Record set:

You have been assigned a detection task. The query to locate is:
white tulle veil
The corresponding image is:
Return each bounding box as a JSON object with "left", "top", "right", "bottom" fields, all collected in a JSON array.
--
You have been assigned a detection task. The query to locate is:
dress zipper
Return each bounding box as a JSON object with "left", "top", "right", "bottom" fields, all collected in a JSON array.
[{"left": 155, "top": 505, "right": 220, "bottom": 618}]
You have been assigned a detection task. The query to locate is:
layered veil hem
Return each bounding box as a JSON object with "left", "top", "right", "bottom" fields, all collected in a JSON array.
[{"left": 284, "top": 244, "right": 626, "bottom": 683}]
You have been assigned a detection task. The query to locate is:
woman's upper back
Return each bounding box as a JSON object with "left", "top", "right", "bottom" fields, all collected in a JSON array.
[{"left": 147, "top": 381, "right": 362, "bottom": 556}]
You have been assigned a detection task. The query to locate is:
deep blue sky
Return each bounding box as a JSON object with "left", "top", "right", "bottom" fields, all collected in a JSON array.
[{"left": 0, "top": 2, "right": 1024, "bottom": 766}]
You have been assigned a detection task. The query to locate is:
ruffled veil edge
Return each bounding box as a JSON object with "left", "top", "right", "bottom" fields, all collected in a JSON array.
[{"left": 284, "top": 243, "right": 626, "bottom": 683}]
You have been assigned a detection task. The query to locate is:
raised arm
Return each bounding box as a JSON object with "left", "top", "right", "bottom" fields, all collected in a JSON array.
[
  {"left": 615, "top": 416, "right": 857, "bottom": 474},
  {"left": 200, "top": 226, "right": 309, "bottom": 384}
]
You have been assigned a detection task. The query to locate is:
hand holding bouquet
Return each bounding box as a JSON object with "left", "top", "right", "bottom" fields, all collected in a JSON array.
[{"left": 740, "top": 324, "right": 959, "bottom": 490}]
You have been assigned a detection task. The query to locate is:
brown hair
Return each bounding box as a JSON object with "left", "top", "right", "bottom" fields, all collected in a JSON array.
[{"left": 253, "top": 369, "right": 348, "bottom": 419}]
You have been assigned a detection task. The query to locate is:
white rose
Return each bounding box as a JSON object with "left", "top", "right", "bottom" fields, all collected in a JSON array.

Stated problem: Pick out every line of the items above that contains the word "veil", and copy each one.

Task output:
white tulle veil
layered veil hem
ruffled veil edge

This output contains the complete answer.